_Problems and tasks_:
#1 In the passage on predicting violence, translate this sentence into Spanish: "In this situation we want to know whether the costs of widening the net to 6,000 individuals are less than the costs of only examining the top 1,000 individuals."
#2 How many individuals would the wider net include, according to the passage on predicting violence?
#3 Please echo part of the passage on predicting violence: begin at the words "Abstractly, you can" and stop after "be cast wider.".

We can make some estimates of where the line should be drawn by setting weights for the cost of a false positive versus a false negative. Implicit in the whole exercise of predicting violence in a small set of people is that false negatives (failing to predict someone will be violent when they are) greatly outweigh a false positive (predicting someone will be violent but they are not). The nature of the task dictates that you will always need to have quite a few false positives to classify even a few true positives, and no matter what you do there will only be a small number of false negatives.

Abstractly, you can place a value on the cost of failing to predict violence, and a cost on the analysts time to evaluate cases. In this situation we want to know whether the costs of widening the net to 6,000 individuals are less than the costs of only examining the top 1,000 individuals. Here I will show we don’t even need to know what the exact cost of a false positive or a false negative is, only the relative costs, to make an estimate about whether the net should be cast wider.

_Given data_:
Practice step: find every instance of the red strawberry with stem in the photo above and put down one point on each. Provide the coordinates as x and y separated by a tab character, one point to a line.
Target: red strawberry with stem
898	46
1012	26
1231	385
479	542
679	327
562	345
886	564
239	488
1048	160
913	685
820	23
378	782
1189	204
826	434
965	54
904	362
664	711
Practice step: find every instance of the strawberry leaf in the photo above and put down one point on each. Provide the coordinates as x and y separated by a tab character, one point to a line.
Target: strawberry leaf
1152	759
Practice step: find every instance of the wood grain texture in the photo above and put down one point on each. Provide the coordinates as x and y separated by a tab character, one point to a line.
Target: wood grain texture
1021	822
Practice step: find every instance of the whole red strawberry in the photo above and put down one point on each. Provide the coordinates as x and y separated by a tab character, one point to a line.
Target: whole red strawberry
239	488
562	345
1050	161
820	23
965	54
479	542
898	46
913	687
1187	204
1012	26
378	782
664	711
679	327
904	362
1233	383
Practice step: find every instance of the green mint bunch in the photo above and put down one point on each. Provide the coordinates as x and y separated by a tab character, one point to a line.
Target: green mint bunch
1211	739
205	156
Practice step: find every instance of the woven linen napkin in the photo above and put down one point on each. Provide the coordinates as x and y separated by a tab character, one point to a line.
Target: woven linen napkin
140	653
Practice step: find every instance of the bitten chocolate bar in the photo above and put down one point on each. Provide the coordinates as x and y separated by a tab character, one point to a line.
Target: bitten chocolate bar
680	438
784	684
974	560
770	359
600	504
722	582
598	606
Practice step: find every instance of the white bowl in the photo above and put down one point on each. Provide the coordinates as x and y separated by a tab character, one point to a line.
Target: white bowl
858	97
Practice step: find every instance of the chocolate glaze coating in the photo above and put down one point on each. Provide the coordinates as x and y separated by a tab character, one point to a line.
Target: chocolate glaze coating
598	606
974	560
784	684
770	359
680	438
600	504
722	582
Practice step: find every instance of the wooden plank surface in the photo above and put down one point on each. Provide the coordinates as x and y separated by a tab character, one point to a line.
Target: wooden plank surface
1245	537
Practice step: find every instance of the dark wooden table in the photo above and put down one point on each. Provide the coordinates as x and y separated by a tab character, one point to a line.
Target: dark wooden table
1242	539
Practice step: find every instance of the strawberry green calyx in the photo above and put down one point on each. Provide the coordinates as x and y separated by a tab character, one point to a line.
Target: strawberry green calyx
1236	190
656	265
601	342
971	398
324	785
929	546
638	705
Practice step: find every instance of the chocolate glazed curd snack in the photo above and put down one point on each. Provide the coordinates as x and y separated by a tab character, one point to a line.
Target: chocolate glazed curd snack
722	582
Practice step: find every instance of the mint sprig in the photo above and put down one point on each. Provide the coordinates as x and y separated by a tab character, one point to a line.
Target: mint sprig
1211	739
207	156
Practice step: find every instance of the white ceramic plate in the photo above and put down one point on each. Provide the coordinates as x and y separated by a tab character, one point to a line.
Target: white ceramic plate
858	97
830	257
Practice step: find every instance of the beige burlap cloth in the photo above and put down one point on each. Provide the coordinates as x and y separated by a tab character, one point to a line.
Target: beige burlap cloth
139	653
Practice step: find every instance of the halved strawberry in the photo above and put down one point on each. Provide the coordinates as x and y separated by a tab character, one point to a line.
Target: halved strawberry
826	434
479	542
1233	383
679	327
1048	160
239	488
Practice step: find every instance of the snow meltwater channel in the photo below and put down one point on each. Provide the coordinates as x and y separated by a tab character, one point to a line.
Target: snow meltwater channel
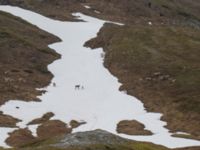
100	104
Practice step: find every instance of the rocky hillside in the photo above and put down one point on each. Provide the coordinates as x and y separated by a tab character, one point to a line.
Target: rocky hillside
92	140
155	55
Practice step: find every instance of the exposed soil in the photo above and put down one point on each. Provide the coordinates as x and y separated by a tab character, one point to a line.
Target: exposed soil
160	66
132	127
160	85
20	137
24	55
44	118
8	121
52	128
76	124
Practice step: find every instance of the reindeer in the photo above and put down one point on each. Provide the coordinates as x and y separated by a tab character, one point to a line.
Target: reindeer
77	87
54	84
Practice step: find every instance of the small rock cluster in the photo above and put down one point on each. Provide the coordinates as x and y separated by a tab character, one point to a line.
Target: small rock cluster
158	76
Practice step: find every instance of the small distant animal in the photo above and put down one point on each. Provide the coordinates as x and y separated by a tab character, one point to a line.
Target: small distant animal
149	4
77	87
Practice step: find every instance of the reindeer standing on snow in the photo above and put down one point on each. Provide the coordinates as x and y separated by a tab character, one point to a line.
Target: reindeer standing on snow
78	87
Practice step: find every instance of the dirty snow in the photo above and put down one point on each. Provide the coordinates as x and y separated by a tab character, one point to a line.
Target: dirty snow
100	103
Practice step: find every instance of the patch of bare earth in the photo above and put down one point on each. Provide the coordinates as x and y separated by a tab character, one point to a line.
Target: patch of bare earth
8	121
159	65
132	127
52	128
44	118
20	137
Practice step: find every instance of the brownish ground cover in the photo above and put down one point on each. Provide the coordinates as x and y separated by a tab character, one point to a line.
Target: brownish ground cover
132	127
160	66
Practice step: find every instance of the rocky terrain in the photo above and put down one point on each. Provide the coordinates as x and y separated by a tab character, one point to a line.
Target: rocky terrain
155	56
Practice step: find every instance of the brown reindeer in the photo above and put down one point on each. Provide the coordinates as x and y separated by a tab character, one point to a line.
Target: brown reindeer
77	87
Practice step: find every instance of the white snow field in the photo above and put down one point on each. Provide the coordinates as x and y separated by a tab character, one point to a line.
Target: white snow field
100	103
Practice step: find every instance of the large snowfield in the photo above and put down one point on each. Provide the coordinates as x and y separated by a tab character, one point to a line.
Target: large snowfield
100	103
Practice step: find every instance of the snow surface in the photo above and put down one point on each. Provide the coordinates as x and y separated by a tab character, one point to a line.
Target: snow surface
100	103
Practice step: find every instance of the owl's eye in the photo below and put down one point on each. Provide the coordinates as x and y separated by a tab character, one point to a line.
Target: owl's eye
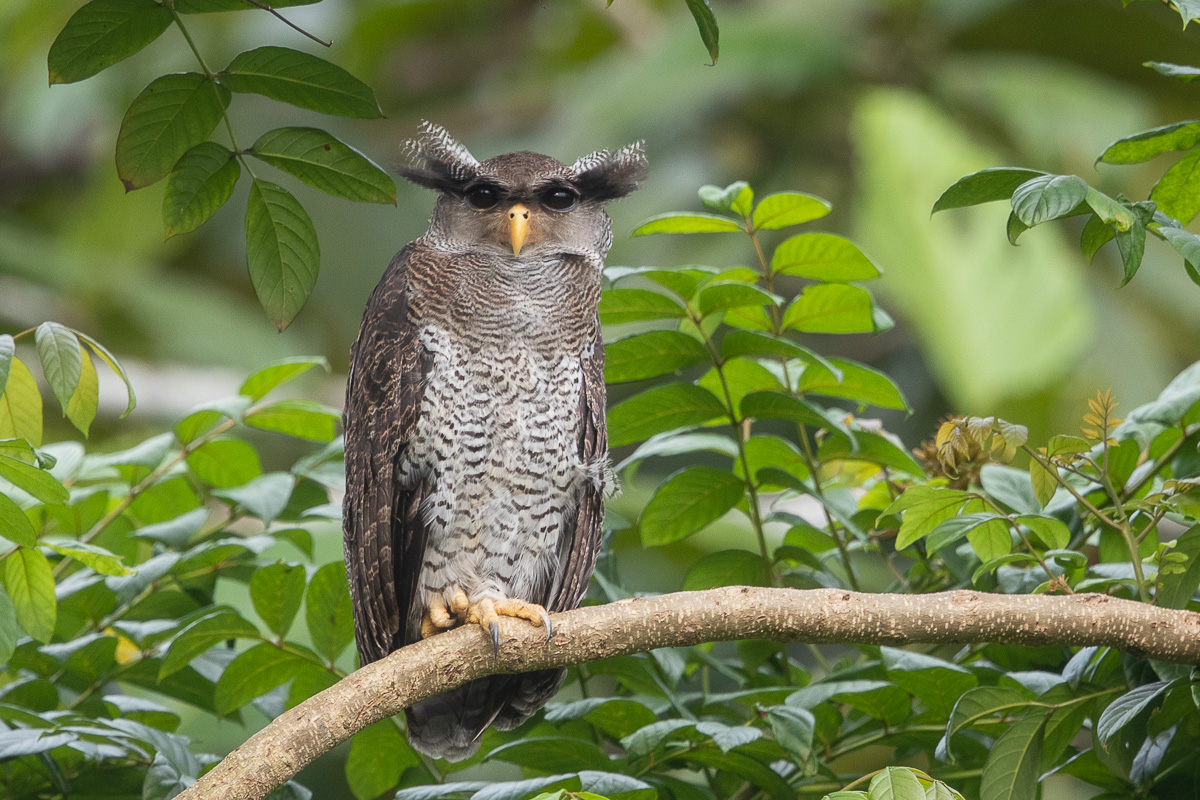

_Exercise results_:
#1 En esta situación queremos saber si los costos de ampliar la red a 6.000 personas son menores que los costos de examinar solo a las 1.000 personas principales.

#2 6,000 individuals.

#3
Abstractly, you can place a value on the cost of failing to predict violence, and a cost on the analysts time to evaluate cases. In this situation we want to know whether the costs of widening the net to 6,000 individuals are less than the costs of only examining the top 1,000 individuals. Here I will show we don’t even need to know what the exact cost of a false positive or a false negative is, only the relative costs, to make an estimate about whether the net should be cast wider.